Your task:
Write the entries below out again exactly; any picture in them stays out.
── Records for the exercise ──
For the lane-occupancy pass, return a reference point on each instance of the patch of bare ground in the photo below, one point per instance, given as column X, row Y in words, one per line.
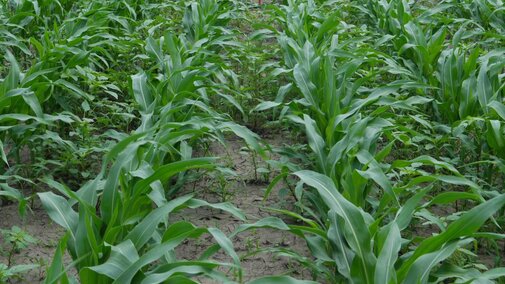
column 39, row 225
column 247, row 195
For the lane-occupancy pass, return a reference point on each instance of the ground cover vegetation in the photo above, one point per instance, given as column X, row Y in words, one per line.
column 390, row 113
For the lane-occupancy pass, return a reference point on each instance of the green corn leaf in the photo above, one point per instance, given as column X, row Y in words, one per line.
column 143, row 231
column 122, row 256
column 356, row 230
column 466, row 225
column 385, row 271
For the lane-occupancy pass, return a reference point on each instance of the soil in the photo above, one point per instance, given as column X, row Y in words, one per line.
column 244, row 190
column 38, row 225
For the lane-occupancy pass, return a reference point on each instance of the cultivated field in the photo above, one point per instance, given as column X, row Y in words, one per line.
column 232, row 141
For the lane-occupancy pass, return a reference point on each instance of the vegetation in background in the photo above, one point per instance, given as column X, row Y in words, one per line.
column 395, row 107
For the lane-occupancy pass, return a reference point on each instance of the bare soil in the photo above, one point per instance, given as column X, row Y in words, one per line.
column 244, row 190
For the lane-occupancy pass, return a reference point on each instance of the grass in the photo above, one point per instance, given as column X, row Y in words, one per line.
column 396, row 109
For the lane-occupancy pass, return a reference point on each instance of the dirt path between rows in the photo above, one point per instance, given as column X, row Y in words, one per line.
column 243, row 191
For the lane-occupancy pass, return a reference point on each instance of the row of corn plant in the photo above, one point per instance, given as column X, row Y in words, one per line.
column 364, row 194
column 119, row 225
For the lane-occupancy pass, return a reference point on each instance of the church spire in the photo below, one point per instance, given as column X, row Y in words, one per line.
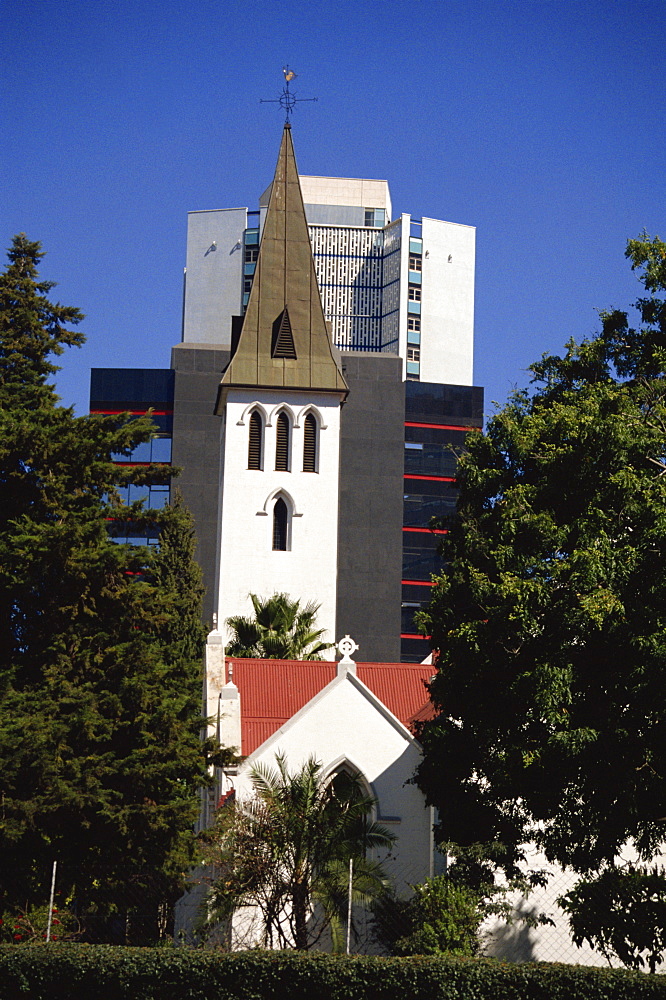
column 285, row 341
───
Written response:
For the lane-occupancy pass, return a reference point on each instance of the patch of bare ground in the photo below, one point per instance, given as column X, row Y in words, one per line.
column 39, row 225
column 247, row 195
For the lane-occupancy pass, return a reference point on each instance of the ground cover vegetation in the photo above, one point per instance, given as column X, row Y in words, one per line.
column 390, row 113
For the lane-occupancy pass, return a reference point on each instance of the green corn leaf in the photo above, one point per instance, given as column X, row Y in words, one per line.
column 143, row 231
column 122, row 256
column 356, row 230
column 466, row 225
column 385, row 271
For the lane-occupancy pass, return a reference point on each instance of the soil in the photo above, one point per instance, given as column X, row Y in words, one per line.
column 244, row 190
column 38, row 225
For the lane-occupancy pass, return a reference point on each instance of the cultivated field in the photo above, one point per instance, given as column X, row Y in words, one per line.
column 232, row 141
For the lane-occupancy pass, return a reference point on each instance of the vegetation in background in the photo above, one point per instance, given as column X, row Y in words, one per line.
column 395, row 107
For the lane-occupancy pass, return a reference point on each instance of the bare soil in the photo above, one point per instance, given as column X, row Y in words, one per line.
column 244, row 190
For the lane-occupancy pass, return a reference point on each instance of the grass in the photo above, one point per instance, given as column X, row Y in words, one per line.
column 396, row 109
For the lane-occupancy pass, return a reference point on each instance of the dirt path between rows in the photo above, one point per instance, given as column X, row Y in words, one per line.
column 243, row 191
For the lane-occupancy pass, return a reference point on each instance of the row of corn plant in the photo above, one point per instance, given as column X, row Y in words, one per line.
column 364, row 194
column 119, row 225
For the lane-occupancy pass, return a reference point on each instance of the church spire in the photo below, one point per instance, given as column X, row Y in words, one per line.
column 285, row 341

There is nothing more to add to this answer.